• RECORDS TO USE:

>>>

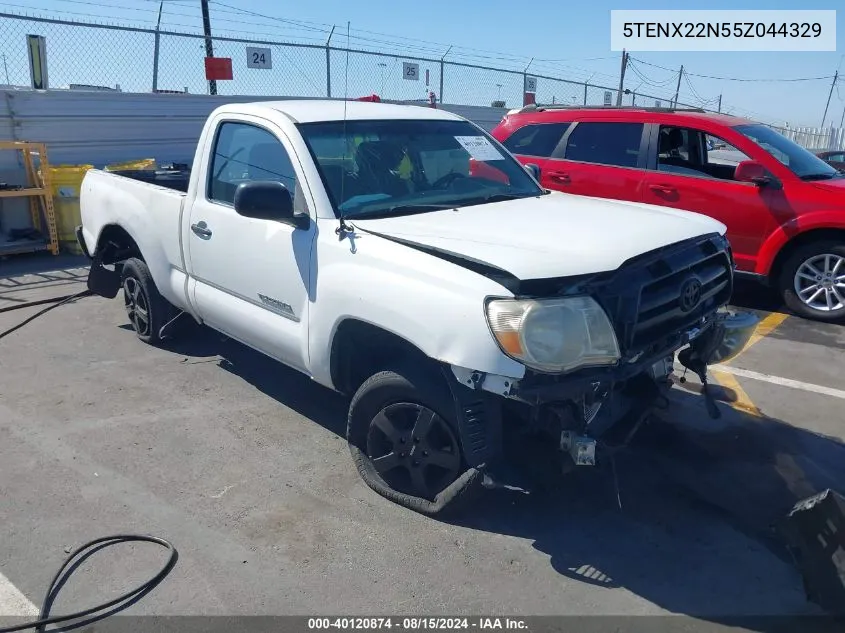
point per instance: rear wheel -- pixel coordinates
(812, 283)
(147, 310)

<<<
>>>

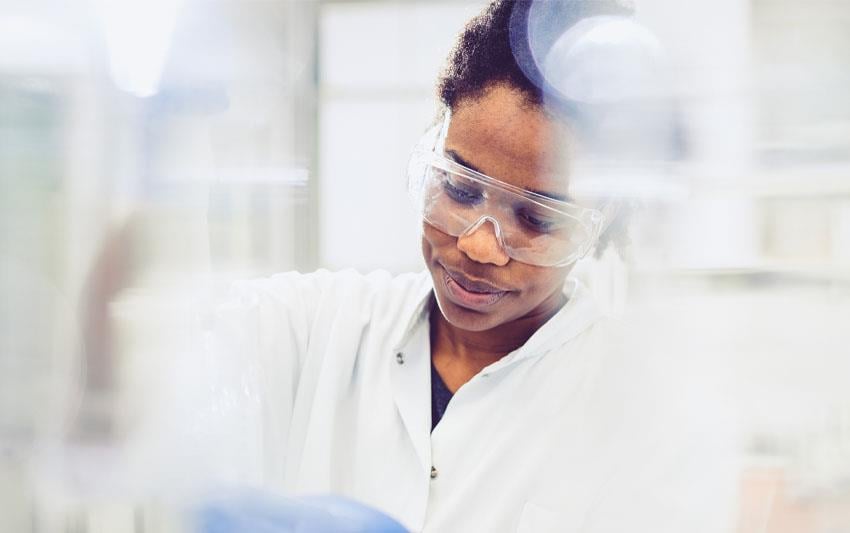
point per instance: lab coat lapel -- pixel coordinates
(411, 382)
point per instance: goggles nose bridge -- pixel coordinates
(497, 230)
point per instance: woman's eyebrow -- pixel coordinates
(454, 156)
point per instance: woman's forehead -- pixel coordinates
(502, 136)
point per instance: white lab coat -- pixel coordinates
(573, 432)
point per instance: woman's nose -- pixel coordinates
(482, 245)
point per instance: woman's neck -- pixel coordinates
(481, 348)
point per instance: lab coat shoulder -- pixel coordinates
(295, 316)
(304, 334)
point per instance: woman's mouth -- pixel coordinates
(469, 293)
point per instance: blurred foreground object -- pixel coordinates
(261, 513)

<<<

• GIVEN INSTRUCTION: List every line in the entries above that contains the word "instance".

• COMPLETE RESPONSE:
point per instance: rear wheel -- pixel coordinates
point per instance: lab coat lapel -- pixel coordinates
point per instance: goggles nose bridge -- pixel coordinates
point per instance: woman's eyebrow -- pixel coordinates
point per instance: woman's forehead -- pixel coordinates
point per instance: white lab coat -- pixel coordinates
point per instance: woman's nose -- pixel coordinates
point per instance: woman's neck -- pixel coordinates
point per instance: lab coat shoulder -- pixel coordinates
point per instance: woman's mouth -- pixel coordinates
point per instance: blurred foreground object -- pixel coordinates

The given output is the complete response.